SHORT EXERCISE 1: Name every material that the passage on parasitic currents says the barrier can comprise.
SHORT EXERCISE 2: Rewrite the passage on parasitic currents from "In certain embodiments, this" up to and including "discussed elsewhere herein.", substituting "applied" for "deposited".
SHORT EXERCISE 3:
Answer these questions from the passage on parasitic currents:
(a) What does the barrier material not conduct?
(b) In what form can the barrier be deposited?
(c) What may a manufacturer alter or replace the cathode 65 and/or the anode 61 to comprise less of?

In certain embodiments, this parasitic current is reduced/eliminated by placing a barrier material that does not conduct ions between the electrolyte 48 and one or both of the electrodes 65 and 61 in the region where the electrodes 65 and 61 overlap. The barrier material can comprise one or more of platinum, metal, and a ceramic material. The barrier can be deposited as a film using any one or more of the deposition techniques discussed elsewhere herein.
Alternatively, or in addition, to the above-described technique, the parasitic currents may be reduced/eliminated by altering or replacing the materials of the stack 50 in the region where the cathode 65 and the anode 61 overlap with material that yields little or no voltage differential when in contact with the fuel or oxygen. For example, a manufacturer may alter or replace the material of the cathode 65 and/or the anode 61 so that they comprise less catalytic materials. Additionally or alternatively, the manufacturer may avoid disposing catalyst material between the cathode 65 and the electrolyte 48, or between the anode 61 and the electrolyte 48. In certain embodiments, the materials are chosen such that the stack 50 has a power density in the region where cathode 65 and anode 60 overlap of more than about 10 times the power density in the region where cathode 65 and anode 61 overlap.

Entries from a pointing dataset:
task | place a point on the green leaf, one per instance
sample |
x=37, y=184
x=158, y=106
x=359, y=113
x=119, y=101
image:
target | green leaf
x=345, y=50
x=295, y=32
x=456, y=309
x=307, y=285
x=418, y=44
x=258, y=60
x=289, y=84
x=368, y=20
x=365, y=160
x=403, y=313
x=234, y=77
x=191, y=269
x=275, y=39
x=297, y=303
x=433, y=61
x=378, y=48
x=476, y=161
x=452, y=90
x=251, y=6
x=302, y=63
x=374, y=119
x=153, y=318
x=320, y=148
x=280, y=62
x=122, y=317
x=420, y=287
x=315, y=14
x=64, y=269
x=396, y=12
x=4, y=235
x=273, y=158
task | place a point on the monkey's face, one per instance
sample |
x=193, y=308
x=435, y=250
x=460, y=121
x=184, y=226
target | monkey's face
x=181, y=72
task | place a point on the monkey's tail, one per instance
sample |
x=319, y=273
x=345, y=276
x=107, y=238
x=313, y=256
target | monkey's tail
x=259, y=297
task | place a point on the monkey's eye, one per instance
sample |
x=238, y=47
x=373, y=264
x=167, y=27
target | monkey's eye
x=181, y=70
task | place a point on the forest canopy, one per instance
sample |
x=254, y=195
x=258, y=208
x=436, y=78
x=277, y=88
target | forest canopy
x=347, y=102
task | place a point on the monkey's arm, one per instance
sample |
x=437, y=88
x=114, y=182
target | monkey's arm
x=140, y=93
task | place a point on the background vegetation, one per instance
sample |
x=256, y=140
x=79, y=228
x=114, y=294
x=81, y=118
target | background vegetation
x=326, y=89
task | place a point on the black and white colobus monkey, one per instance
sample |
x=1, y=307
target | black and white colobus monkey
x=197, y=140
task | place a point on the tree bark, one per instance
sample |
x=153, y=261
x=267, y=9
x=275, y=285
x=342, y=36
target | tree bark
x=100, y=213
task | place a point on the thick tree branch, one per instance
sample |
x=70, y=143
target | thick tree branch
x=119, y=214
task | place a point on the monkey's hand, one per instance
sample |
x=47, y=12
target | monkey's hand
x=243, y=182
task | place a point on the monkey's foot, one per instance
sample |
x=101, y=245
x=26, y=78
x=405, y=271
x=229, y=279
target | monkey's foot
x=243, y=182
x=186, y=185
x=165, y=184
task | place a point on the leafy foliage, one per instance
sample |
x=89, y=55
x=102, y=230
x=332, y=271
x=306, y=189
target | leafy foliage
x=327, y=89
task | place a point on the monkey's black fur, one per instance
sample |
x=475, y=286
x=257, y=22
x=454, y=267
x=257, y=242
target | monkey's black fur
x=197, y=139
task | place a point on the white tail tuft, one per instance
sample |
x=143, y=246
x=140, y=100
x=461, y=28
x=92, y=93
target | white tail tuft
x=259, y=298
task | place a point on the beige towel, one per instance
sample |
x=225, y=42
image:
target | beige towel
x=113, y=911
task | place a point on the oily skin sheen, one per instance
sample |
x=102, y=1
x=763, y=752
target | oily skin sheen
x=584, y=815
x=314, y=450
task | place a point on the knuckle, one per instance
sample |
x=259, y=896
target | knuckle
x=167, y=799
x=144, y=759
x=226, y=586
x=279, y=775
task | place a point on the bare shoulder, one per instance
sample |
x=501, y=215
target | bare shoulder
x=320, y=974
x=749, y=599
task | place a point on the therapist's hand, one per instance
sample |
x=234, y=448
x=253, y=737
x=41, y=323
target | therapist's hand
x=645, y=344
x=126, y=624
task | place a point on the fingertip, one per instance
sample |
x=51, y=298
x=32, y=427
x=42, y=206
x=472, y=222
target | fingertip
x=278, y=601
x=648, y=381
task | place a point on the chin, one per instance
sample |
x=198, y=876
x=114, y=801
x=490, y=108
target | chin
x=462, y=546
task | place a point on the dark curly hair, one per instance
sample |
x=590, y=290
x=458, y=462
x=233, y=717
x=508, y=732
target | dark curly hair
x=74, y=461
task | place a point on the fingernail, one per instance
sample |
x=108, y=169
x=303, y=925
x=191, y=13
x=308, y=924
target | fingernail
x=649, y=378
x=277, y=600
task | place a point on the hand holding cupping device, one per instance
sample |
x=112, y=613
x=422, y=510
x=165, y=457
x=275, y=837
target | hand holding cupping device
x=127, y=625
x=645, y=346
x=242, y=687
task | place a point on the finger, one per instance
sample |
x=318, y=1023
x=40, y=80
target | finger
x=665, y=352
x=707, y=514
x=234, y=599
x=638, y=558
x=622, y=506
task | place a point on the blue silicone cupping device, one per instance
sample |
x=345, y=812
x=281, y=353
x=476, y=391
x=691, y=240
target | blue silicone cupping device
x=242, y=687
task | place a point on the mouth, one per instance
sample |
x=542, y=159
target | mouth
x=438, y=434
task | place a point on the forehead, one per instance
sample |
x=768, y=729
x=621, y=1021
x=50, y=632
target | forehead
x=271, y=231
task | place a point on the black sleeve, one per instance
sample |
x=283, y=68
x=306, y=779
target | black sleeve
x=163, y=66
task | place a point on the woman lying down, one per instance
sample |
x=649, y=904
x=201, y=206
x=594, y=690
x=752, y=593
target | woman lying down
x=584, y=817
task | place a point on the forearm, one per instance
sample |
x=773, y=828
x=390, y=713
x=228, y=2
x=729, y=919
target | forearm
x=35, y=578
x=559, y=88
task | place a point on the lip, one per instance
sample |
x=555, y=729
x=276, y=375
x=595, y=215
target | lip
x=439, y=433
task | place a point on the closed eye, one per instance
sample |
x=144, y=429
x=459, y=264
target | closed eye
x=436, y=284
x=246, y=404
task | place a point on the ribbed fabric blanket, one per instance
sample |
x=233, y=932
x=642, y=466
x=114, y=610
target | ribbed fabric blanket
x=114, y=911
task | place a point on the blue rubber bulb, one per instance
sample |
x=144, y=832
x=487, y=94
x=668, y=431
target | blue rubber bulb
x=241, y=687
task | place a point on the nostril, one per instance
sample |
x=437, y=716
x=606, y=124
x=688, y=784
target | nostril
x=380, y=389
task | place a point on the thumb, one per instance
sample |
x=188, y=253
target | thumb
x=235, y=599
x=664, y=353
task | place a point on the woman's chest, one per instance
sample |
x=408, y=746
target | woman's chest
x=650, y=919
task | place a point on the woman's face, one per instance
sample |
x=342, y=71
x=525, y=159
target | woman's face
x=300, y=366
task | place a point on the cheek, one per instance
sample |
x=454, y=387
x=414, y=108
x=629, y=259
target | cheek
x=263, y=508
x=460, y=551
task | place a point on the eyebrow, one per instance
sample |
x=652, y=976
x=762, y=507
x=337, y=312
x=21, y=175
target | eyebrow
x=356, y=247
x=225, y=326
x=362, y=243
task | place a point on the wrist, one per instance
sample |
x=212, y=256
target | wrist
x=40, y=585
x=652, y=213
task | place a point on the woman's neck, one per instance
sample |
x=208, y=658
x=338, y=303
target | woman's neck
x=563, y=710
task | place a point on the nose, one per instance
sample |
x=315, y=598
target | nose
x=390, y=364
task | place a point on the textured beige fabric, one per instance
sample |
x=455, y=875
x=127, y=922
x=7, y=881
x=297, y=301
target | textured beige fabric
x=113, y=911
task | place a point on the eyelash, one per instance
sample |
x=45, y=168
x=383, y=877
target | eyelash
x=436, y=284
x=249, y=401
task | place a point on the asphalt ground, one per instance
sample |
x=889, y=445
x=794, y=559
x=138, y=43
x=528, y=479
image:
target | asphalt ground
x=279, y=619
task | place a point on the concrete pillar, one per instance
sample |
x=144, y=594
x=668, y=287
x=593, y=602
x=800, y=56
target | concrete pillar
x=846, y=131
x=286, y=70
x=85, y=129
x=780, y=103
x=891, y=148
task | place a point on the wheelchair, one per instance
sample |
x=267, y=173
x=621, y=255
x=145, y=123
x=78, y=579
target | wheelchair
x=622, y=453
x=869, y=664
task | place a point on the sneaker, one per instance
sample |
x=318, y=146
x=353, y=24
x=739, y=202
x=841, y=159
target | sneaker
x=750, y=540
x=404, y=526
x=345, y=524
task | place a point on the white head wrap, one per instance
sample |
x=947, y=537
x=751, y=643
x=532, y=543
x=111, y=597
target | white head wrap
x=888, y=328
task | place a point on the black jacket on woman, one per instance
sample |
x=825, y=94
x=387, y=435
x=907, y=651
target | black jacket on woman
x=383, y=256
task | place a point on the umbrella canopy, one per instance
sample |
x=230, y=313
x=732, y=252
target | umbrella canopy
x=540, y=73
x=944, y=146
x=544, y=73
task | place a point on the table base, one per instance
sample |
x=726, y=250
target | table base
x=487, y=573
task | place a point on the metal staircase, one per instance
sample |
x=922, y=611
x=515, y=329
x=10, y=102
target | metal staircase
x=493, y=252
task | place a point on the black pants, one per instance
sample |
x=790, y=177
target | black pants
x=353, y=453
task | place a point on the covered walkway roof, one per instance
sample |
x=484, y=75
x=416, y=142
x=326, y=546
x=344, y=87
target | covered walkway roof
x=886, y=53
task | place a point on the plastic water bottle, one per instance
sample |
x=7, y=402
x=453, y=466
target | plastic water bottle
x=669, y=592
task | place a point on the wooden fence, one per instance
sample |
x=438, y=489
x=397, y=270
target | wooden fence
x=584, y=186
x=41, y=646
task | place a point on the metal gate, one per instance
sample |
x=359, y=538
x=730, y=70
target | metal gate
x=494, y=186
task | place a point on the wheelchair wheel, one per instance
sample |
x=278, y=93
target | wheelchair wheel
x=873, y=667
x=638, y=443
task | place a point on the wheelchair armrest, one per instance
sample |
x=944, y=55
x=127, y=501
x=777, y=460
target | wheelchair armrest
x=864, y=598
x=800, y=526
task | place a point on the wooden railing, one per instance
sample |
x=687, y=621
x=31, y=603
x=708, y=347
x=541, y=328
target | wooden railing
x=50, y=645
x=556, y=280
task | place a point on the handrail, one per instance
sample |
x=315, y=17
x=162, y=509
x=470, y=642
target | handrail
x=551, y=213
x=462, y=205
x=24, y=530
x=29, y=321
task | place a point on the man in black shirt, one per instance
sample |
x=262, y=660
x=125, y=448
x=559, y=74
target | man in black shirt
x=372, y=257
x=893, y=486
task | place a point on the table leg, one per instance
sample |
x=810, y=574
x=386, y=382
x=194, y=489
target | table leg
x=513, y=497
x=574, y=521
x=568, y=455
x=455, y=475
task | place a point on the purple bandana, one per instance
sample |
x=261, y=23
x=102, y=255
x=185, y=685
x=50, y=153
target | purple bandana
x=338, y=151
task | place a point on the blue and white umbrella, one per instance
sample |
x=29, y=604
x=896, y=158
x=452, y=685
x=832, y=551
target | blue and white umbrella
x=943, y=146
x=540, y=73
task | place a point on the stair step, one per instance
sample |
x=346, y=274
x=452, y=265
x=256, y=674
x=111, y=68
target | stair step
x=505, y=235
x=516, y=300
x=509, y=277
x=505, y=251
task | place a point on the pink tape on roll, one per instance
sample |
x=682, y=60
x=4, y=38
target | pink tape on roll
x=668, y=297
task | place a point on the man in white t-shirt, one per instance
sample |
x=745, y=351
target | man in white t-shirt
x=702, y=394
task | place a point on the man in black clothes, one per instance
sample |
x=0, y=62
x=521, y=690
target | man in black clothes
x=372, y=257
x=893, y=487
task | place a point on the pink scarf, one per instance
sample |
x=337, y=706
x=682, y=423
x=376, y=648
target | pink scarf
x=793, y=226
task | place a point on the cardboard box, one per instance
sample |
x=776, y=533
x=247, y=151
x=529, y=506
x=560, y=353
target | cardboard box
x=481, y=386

WRITTEN SOLUTION 1: Platinum, metal, and a ceramic material.

WRITTEN SOLUTION 2:
In certain embodiments, this parasitic current is reduced/eliminated by placing a barrier material that does not conduct ions between the electrolyte 48 and one or both of the electrodes 65 and 61 in the region where the electrodes 65 and 61 overlap. The barrier material can comprise one or more of platinum, metal, and a ceramic material. The barrier can be applied as a film using any one or more of the deposition techniques discussed elsewhere herein.

WRITTEN SOLUTION 3:
(a) Ions.
(b) As a film.
(c) Catalytic materials.